To do
Copy the entries below, starting at the line that contains "Where can you find the dark" and ending at the line that contains "pixel 384 18", with both of those lines included. Leave the pictures out of your copy.

The data
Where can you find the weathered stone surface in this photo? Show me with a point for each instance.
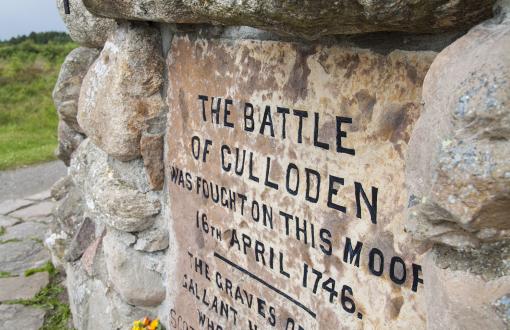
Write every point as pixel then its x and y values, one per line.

---

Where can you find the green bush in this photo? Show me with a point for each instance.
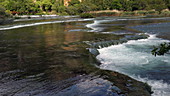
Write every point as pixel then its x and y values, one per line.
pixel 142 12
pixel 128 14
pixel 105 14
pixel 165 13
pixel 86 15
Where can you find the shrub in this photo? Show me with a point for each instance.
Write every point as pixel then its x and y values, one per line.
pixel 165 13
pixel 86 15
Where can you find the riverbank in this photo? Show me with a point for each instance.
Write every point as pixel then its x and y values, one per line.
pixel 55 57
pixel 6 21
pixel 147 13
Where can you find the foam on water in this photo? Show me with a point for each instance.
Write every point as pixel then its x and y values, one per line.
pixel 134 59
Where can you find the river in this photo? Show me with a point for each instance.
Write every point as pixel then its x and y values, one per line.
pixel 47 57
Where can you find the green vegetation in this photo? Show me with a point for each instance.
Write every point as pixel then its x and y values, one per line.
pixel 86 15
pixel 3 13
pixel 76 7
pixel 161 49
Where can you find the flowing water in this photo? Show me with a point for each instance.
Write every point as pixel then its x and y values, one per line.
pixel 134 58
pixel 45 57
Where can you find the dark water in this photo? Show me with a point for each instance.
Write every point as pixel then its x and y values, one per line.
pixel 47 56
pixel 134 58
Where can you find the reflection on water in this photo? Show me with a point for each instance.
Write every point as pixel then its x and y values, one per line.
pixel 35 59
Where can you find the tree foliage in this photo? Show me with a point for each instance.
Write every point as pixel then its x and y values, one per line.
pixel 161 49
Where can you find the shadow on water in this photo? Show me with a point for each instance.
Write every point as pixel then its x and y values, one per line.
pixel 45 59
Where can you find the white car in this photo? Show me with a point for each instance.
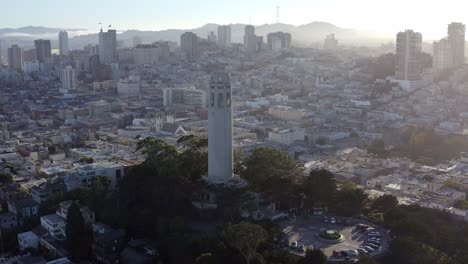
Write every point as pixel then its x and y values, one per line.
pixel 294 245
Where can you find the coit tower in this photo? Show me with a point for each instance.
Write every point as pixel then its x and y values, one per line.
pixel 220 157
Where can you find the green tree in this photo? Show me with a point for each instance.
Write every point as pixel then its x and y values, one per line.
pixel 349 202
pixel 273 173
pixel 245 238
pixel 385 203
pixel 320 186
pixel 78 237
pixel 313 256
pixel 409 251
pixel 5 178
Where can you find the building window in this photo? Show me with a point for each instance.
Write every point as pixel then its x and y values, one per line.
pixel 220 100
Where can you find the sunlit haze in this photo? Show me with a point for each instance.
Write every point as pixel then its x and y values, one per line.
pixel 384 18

Result for this task
Where can you find the dark water in this photo? Show me with a point for each instance.
Write every point as pixel then its x and y values, one per line.
pixel 47 56
pixel 134 58
Where can you find the reflection on water in this photo? Show me with a point for each instance.
Write every point as pixel then its x and y values, one per line.
pixel 35 59
Where can you find the tree foliage in this photo? Show me with a point for each instance.
Write every point as pixel then its x and y values, one per line.
pixel 161 49
Where can you find the shadow on water in this photo? Show me with a point for each instance.
Write every point as pixel then its x and y values, one per line.
pixel 45 59
Where can you find the white car in this photo? Show me with a point for each instance.
Write every point as pixel then its x and y values, one per line.
pixel 294 245
Where can you find the coit tower in this photo? Show me with a point for each instance.
Write every point as pixel then its x and y values, one per line.
pixel 220 157
Where can you find the green tree in this photo? Show me with a point for each instance.
Write every point as pixel then its x and y values, one per line.
pixel 349 202
pixel 273 173
pixel 245 238
pixel 385 203
pixel 320 186
pixel 78 237
pixel 313 256
pixel 409 251
pixel 5 178
Where can you find the building window in this photo? Show me with a point for each instance.
Write every point as pixel then its x and y values, one per line.
pixel 220 100
Where can you find the sunlit haze in this photo? Show me with a point for each instance.
Write every point as pixel then its x and y values, one per line.
pixel 384 18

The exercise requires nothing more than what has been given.